══ DOCUMENT EXCERPT ══

Evil Publicity While a full spread in Evil Lairs and Gardens would be lovely, I’m thinking more along the lines of spreading rumors through the local villages about scary things like dragons, exploding grain silos and pineapple pizza being “up there” so as to keep the innocent away and lure potentially worthy nemeses to the premises.

Evil Engineering and Maintenance Somebody’s gotta run the cool evil gadgets, and fix ‘em if they break.

Evil Hospitality and Reception Duties include greeting both welcome and unwelcome guests, answering phones, coordinating evil catering, and probably an evil appointment secretary to keep my evil calendar. This department also houses the coveted position of Evil Parking Attendant. Duties include, but are not limited to, moving car seats, changing all radio pre-sets to horrible static, and removing all change from cup holders. Hiring bonuses are offered to those creative enough to invent and implement disturbing sounds and smells in vehicles without an obvious point of origin.

═══
══ RAW DATA ══

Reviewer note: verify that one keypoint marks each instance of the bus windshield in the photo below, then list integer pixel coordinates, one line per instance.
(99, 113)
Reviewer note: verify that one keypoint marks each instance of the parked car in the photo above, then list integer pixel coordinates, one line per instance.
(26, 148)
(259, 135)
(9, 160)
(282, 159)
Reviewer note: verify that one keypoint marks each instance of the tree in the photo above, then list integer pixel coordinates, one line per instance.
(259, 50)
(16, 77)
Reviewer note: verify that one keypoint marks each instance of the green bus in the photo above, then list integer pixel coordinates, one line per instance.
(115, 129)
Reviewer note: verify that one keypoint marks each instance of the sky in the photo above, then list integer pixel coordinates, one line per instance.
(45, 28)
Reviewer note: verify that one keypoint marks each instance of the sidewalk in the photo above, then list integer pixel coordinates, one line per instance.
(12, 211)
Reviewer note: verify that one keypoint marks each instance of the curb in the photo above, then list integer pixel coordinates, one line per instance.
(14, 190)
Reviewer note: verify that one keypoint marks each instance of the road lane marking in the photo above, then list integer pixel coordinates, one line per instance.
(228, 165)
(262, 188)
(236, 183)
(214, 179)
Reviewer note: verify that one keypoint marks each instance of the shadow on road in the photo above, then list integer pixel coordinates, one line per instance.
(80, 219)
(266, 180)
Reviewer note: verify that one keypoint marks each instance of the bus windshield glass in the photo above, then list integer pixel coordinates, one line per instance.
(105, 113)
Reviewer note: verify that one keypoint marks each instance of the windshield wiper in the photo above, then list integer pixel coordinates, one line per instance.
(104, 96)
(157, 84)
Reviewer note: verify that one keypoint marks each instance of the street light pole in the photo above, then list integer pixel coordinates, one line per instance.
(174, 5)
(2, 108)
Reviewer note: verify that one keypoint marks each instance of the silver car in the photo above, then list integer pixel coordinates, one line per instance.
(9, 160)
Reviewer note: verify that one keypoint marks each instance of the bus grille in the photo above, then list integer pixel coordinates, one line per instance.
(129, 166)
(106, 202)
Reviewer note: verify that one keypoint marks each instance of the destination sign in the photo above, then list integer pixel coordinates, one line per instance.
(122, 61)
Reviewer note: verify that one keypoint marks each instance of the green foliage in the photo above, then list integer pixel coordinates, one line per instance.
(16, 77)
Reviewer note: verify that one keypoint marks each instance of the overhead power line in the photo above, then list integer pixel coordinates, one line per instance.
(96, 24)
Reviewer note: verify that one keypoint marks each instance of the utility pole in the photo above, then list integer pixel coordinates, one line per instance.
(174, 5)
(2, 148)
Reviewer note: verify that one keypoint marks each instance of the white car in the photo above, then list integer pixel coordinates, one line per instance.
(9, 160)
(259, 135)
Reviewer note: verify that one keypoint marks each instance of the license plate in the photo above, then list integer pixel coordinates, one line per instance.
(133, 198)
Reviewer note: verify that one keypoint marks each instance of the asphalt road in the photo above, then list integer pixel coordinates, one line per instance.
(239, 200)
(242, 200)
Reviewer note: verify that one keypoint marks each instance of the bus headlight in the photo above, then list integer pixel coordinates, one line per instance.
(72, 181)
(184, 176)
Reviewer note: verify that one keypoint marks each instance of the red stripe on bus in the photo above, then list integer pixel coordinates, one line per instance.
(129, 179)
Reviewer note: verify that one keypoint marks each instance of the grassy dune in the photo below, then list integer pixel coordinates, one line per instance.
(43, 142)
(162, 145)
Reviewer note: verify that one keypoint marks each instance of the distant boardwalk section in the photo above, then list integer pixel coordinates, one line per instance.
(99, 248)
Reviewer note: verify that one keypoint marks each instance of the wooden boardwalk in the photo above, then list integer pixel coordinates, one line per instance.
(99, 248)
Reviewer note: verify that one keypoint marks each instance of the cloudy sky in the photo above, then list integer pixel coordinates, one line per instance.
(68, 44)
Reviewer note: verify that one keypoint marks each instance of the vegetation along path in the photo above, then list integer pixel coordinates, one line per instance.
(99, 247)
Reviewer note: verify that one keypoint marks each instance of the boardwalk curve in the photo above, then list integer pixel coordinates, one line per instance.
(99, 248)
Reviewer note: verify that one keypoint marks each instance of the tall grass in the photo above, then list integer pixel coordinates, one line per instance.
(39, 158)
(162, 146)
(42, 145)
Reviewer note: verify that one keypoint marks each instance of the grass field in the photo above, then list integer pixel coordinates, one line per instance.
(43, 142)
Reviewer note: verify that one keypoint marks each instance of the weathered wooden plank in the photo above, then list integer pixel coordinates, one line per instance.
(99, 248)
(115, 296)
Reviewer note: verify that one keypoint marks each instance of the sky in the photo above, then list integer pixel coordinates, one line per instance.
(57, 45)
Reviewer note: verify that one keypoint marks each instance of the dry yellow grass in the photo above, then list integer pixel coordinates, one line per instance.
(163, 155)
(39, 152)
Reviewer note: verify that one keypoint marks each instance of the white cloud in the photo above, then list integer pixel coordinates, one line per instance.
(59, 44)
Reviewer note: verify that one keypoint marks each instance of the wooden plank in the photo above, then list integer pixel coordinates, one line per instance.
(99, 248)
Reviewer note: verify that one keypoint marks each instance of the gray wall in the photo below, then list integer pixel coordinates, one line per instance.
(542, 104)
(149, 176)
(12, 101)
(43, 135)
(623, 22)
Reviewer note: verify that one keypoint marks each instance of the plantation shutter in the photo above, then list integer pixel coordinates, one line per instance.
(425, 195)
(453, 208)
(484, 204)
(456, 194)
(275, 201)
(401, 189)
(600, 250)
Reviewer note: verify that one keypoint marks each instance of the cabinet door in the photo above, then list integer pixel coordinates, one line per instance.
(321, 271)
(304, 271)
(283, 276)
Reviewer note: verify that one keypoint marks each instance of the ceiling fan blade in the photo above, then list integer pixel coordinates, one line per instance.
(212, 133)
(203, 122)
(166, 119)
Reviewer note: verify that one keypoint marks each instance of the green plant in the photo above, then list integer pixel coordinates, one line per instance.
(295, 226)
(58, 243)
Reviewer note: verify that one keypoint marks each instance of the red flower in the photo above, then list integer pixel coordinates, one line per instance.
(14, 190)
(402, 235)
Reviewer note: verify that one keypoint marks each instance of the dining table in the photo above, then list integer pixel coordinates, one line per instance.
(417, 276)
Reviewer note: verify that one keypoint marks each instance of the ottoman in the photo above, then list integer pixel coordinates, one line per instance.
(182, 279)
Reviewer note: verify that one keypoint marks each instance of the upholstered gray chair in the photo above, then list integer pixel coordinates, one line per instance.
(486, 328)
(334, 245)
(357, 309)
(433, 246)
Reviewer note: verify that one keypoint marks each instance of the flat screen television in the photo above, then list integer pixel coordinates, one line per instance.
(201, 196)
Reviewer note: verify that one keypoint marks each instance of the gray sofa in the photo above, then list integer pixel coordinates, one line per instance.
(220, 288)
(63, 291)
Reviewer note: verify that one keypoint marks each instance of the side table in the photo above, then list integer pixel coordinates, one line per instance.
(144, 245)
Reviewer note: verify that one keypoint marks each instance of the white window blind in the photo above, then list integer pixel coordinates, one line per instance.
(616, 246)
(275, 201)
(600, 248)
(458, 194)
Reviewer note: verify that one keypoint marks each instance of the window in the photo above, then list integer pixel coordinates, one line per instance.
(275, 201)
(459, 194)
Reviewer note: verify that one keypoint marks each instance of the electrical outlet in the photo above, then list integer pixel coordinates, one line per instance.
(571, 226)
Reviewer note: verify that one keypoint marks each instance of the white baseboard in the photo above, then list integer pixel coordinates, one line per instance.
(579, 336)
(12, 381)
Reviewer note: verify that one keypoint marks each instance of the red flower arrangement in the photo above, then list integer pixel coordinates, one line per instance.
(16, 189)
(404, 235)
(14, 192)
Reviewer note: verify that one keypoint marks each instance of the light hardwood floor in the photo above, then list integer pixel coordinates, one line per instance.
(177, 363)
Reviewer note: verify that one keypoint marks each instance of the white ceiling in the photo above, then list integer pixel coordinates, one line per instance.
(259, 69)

═══

Name every department listed in the document excerpt.

Evil Publicity; Evil Engineering and Maintenance; Evil Hospitality and Reception